# [WHAT THIS TASK INVOLVES]
Copy out the lines below, swapping "Labeling batch C" for "Labeling batch D" wherever it occurs and changing nothing else.

Lines pointing to named objects:

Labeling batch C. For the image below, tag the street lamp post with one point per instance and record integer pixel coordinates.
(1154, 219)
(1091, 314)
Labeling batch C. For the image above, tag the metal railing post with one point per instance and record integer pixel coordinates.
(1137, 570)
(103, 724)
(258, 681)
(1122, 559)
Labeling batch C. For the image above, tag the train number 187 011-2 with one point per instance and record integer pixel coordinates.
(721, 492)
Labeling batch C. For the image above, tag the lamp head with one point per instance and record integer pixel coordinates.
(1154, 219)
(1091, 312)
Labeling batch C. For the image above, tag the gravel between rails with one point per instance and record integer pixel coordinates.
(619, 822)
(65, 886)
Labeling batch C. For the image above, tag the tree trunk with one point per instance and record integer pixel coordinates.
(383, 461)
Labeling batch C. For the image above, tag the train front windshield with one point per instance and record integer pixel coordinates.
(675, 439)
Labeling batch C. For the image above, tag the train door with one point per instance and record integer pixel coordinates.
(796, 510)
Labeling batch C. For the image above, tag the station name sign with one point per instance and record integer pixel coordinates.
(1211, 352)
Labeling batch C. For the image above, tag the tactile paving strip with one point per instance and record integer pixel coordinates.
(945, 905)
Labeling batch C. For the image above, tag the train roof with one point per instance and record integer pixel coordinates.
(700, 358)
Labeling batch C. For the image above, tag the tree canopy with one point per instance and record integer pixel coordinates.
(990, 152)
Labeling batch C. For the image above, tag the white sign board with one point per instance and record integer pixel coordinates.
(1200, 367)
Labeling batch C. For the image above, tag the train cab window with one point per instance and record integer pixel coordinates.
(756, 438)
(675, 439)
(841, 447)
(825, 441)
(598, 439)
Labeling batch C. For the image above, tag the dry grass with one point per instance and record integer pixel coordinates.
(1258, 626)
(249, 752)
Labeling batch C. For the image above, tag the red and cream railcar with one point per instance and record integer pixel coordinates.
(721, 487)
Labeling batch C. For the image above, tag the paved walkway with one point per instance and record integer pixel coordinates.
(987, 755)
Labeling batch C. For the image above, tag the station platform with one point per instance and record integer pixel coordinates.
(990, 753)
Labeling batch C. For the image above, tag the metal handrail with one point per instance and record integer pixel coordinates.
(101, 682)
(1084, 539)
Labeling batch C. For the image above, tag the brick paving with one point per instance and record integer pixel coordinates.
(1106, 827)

# [RESULT OF THIS EXERCISE]
Labeling batch D. For the image below, tag the street lamp post with one point per instance and record integer pixel coordinates.
(1154, 219)
(1091, 314)
Labeling batch D. For the image above, tag the metal railing post with one point per instance and record integer pixel coordinates.
(1137, 570)
(103, 724)
(258, 681)
(1122, 559)
Labeling batch D. For the image above, tag the train number 187 011-2 with one point per instance and record integer pixel coordinates.
(721, 492)
Labeling batch D. For the image above, tag the lamp head with one point per instance and record integer pixel coordinates.
(1154, 219)
(1091, 312)
Labeling batch D. For the image above, tag the gravel between rails with one point per instance and record integer pixel coordinates.
(619, 822)
(65, 886)
Labeling batch D. For the image above, tag the tree trunk with one point per instance and record integer pixel coordinates.
(383, 461)
Labeling batch D. For the image above, tag the train front windshield with one point per instance and record integer pixel coordinates.
(675, 439)
Labeling batch D. For the image above, tag the train door with one point per instance and record integer pixel coordinates.
(796, 510)
Labeling batch D. For the image above, tag the station name sign with one point per instance and record integer pixel coordinates.
(1211, 352)
Labeling batch D. For the image above, tag the tactile paving strip with one point per instance and record integer pixel coordinates.
(945, 905)
Labeling batch D. For the image above, tag the train roof with one point per instance and record integer pixel coordinates.
(700, 358)
Labeling batch D. For the image above, tag the tree canopy with one point per instance and record integer pixel coordinates.
(990, 152)
Labeling batch D. For the image above, tag the white sign board with one point per instance and record integer pixel coordinates.
(1200, 367)
Labeling batch D. For the image above, tag the train cab window with one point per instance and record integer pixel coordinates.
(756, 438)
(675, 439)
(841, 447)
(825, 441)
(598, 439)
Labeling batch D. For the image above, tag the dry grass with one point per instance and record integer pixel coordinates.
(1258, 626)
(249, 752)
Labeling batch D. For the image above, tag the red and cream railcar with one point per instance and record integer pixel coordinates.
(721, 487)
Labeling batch D. For the image above, tag the paved walkway with one point per instance and record integer pixel coordinates.
(987, 755)
Labeling batch D. For the image above, tag the station platform with one point per instance and record integer pixel coordinates.
(990, 753)
Labeling batch D. For the image above, tag the metal handrail with one point per instance and record integer pixel coordinates.
(101, 682)
(1084, 539)
Labeling batch D. For the image above, tag the brick paving with one point per instance and record integer pixel coordinates.
(1106, 827)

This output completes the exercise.